In embodiments, example graphics pipeline 200 includes a post-processing stage 211 implemented after the output merger stage 209. During the post-processing stage 211, post-processing circuitry 120 operates on the rendered frame stored (or individual pixels) stored in the frame buffer 226 to apply one or more post-processing effects, such as ambient occlusion or tonemapping, prior to the frame being output to the display. The post-processed frame is written to a frame buffer 226, such as a back buffer for display or an intermediate buffer for further post-processing. The example graphics pipeline 200, in some embodiments, includes other shaders or components, such as a computer shader 240, a ray tracer 242, a mesh shader 244, and the like, which are configured to communicate with one or more of the other components of example graphics pipeline 200.
In embodiments, to help improve the frame rate of a set of rendered frames 118 rendered by the example graphics pipeline 200, post-processing stage 215 includes interpolation circuitry 230. Interpolation circuitry 230, according to some embodiments, is implemented within or otherwise connected to post-processing circuitry 120. To generate an interpolated frame, post-processing circuitry 120 is configured to generate one or more motion vectors 103 based on two or more frames 118. For example, post-processing circuitry 120 first retrieves pixel data (e.g., color values, depth values) of a first frame (e.g., current frame) from respective color buffers 220 and depth buffers 222 associated with the first rendered frame. Further, post-processing circuitry 1200 retrieves pixel data of a second rendered frame (e.g., previous frame) from respective color buffers 220 and depth buffers 222 associated with the second rendered frame. In embodiments, the second rendered frame is the frame within a set of rendered frames 118 immediately preceding the first frame. post-processing circuitry 120 then implements one or more motion estimation techniques based on the pixel values associated with the first rendered frame and the pixel values associated with the second rendered frame to output one or more motion vectors 103. Based on one or of the determined motion vectors 103, interpolation circuitry 230 is configured to generate pixel values (e.g., color values, depth values, stencil values) for an interpolated frame that represents a scene temporally between, spatially between, or both the first rendered frame and the second rendered frame.

▸ **STORED RECORDS**
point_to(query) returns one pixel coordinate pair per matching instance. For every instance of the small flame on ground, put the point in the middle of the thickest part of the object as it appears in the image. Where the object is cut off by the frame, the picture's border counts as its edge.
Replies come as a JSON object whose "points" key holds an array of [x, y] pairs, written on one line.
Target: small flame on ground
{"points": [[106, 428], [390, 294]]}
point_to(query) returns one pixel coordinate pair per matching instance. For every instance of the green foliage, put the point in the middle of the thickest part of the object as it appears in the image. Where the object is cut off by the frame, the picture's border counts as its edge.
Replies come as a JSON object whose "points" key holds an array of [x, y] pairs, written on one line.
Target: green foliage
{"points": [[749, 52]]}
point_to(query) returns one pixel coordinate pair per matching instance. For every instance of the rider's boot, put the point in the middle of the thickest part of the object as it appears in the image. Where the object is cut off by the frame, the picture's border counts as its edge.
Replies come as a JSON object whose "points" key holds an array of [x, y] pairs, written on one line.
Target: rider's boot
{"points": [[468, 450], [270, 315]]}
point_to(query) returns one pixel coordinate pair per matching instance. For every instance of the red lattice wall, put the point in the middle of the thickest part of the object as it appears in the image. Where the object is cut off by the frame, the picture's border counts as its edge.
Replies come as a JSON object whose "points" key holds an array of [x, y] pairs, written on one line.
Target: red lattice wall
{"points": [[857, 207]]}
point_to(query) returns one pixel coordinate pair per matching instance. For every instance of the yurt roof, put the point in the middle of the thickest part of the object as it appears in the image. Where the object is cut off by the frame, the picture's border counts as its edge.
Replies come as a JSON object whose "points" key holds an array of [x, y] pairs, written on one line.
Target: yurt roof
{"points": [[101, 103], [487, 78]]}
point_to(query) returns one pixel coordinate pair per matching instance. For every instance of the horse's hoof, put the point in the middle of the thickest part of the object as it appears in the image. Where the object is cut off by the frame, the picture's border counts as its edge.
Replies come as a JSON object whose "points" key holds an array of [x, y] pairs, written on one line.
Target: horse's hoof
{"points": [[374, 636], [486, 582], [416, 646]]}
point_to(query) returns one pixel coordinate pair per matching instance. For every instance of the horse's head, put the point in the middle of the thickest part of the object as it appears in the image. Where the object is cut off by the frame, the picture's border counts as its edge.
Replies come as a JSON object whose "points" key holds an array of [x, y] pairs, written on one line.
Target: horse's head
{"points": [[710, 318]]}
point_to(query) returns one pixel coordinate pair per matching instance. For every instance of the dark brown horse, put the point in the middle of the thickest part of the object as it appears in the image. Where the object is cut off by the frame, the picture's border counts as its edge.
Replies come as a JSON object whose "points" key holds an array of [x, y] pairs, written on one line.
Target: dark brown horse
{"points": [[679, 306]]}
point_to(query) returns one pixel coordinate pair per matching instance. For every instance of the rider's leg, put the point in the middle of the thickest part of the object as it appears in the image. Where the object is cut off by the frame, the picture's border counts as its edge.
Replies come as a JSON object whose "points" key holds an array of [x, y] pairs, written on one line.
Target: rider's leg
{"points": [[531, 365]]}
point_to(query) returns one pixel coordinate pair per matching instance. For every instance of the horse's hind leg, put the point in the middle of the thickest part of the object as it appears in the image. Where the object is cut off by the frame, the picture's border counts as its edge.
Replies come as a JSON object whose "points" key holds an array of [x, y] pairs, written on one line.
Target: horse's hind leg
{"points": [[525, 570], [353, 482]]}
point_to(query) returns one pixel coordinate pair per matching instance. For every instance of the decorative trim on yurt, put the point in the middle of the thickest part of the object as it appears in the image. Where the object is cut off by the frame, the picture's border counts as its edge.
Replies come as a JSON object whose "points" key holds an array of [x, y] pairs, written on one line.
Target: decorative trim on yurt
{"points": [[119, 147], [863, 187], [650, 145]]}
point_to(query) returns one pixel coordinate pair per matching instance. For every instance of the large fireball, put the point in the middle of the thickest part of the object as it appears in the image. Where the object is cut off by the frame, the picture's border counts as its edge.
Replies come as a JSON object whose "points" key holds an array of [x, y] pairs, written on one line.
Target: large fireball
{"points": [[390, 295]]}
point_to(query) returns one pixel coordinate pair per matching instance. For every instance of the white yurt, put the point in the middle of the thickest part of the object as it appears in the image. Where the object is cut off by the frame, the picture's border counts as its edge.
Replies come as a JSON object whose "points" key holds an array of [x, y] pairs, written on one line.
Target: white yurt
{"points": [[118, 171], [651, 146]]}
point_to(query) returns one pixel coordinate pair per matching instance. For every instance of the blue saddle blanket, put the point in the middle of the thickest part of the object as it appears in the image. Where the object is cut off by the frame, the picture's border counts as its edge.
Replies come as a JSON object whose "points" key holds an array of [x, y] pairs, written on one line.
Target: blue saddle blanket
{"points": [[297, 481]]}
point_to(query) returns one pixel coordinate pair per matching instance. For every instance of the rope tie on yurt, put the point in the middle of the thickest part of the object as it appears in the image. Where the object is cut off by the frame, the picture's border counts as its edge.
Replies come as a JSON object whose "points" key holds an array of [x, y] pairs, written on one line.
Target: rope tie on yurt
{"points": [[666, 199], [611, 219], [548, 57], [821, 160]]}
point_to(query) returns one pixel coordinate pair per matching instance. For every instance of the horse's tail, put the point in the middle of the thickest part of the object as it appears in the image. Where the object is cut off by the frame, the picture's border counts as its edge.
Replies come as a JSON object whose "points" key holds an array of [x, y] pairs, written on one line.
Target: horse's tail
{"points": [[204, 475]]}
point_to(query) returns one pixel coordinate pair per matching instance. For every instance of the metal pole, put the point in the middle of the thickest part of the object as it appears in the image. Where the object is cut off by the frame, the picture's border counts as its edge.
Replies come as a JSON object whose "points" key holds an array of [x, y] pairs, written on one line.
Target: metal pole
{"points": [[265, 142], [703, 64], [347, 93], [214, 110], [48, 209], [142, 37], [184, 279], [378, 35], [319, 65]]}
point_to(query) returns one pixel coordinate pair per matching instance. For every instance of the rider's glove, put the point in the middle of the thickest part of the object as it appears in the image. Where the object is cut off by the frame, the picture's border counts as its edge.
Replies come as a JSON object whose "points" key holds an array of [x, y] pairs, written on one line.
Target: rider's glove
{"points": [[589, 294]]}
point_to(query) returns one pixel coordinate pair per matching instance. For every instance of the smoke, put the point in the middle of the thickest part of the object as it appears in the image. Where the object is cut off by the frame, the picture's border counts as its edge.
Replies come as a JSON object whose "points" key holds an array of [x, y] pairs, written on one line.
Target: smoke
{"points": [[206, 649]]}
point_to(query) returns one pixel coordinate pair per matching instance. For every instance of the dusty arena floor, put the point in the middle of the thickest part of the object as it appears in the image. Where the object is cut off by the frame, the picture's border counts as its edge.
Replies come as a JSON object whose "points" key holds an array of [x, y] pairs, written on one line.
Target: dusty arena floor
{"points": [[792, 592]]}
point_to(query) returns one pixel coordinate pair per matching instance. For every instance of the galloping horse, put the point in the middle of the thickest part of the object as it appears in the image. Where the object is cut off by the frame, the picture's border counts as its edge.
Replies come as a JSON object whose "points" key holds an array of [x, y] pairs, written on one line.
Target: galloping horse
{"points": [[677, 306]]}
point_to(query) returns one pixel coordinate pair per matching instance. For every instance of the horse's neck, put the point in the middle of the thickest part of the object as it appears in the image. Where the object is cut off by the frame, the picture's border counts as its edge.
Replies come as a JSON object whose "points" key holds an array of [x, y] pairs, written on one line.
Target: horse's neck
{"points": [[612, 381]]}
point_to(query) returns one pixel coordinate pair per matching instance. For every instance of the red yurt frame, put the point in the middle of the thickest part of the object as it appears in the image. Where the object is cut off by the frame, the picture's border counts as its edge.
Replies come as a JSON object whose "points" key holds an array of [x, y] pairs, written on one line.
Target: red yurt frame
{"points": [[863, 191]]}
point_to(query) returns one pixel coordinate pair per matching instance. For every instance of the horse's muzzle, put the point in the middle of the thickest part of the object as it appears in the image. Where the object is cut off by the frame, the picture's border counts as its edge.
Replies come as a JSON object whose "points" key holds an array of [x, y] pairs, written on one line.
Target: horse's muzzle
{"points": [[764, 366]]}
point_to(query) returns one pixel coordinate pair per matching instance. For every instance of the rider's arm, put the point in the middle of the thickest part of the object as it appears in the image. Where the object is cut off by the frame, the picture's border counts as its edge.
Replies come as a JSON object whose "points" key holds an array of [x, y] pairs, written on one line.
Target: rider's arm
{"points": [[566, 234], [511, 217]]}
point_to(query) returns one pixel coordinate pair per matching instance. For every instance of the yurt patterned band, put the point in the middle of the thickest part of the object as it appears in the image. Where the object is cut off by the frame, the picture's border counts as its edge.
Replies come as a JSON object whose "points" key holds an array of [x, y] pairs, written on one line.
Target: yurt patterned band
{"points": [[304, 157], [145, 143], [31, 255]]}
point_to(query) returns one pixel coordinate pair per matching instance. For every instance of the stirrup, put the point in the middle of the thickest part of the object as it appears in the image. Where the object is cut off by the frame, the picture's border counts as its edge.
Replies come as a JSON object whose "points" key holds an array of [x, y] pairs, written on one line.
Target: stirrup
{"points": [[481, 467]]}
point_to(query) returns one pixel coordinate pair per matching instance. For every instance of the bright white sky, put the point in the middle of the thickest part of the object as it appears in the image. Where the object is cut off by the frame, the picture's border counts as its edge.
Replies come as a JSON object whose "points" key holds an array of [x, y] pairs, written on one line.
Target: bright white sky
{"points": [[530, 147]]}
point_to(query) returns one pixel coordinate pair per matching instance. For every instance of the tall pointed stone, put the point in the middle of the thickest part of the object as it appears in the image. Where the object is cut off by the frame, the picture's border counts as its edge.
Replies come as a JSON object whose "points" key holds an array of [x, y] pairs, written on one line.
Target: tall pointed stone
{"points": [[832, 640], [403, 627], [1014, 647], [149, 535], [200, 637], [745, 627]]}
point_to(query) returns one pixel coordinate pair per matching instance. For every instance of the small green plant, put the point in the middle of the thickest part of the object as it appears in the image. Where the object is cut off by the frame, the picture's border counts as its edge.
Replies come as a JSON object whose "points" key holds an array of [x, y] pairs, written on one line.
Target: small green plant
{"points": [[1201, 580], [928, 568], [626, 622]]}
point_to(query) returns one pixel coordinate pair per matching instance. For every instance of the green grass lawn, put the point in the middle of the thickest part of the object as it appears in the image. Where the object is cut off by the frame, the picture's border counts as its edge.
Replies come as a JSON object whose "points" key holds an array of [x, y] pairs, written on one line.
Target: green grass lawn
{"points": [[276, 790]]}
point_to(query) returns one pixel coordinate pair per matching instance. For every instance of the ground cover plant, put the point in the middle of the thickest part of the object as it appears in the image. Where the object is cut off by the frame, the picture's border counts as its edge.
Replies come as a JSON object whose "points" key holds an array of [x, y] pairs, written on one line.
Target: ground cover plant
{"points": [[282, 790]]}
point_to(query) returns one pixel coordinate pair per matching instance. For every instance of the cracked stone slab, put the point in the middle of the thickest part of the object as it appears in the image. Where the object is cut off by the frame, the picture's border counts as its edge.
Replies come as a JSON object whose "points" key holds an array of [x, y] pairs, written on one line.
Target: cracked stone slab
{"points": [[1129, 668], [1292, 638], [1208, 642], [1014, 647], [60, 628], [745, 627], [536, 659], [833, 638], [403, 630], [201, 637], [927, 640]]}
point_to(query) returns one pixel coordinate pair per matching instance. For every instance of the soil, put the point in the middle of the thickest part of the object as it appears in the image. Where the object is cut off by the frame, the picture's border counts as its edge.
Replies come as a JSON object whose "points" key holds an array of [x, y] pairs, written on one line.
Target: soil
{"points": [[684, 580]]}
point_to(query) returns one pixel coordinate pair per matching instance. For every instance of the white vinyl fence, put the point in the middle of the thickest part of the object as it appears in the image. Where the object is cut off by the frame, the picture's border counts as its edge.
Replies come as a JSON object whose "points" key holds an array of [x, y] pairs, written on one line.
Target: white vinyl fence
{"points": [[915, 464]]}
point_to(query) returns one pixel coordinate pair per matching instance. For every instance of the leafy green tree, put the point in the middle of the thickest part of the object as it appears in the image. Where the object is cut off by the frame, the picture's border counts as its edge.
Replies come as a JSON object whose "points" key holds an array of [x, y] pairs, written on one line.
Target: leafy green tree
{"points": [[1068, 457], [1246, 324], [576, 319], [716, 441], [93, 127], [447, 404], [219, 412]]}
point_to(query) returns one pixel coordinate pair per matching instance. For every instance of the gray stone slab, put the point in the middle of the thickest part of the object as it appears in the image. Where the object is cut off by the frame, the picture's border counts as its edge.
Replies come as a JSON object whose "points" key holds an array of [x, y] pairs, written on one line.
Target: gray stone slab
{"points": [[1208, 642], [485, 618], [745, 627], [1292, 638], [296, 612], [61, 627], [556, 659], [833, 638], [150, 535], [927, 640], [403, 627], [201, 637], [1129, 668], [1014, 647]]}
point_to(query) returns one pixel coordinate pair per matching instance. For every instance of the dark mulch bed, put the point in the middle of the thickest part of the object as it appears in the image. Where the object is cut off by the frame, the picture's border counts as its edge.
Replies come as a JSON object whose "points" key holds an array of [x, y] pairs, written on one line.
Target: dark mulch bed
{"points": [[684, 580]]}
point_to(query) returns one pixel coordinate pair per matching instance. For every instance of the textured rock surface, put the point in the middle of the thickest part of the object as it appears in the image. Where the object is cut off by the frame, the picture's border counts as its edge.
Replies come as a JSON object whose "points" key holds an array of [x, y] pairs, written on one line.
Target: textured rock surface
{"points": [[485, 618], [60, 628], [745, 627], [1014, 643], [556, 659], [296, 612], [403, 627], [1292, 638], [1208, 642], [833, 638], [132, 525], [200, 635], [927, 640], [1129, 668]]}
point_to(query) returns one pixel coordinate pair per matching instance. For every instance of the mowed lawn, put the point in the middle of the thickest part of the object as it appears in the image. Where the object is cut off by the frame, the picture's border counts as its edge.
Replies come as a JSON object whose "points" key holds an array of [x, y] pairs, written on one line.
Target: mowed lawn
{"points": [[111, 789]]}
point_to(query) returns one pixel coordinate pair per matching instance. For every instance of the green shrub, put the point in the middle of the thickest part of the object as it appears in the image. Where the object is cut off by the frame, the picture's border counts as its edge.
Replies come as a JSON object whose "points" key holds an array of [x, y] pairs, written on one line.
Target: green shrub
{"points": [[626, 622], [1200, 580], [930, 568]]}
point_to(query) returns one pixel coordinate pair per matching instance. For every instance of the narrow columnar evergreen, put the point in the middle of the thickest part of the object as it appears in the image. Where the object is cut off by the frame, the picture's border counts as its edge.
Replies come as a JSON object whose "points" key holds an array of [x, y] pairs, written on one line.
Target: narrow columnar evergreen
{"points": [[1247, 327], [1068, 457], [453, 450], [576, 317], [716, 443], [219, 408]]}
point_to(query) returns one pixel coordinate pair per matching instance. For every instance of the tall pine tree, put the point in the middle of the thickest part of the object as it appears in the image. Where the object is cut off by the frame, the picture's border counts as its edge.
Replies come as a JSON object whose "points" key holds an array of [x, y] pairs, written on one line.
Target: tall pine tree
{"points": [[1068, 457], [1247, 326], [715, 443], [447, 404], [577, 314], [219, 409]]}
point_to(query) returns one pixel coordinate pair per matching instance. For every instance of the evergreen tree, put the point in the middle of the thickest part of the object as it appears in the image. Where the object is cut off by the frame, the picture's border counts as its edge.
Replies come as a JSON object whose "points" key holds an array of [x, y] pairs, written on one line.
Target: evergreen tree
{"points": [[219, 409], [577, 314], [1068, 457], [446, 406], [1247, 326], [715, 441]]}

▸ **SHORT EXERCISE A**
According to the graphics pipeline excerpt, how does the second rendered frame relate to the first frame in the set of rendered frames?
▸ **SHORT EXERCISE B**
Please list every kind of pixel value that the graphics pipeline excerpt says the interpolation circuitry generates for an interpolated frame.
The listing is separate from the graphics pipeline excerpt.

▸ **WRITTEN RESPONSE A**
It is the frame immediately preceding the first frame within the set of rendered frames.

▸ **WRITTEN RESPONSE B**
Color values, depth values, and stencil values.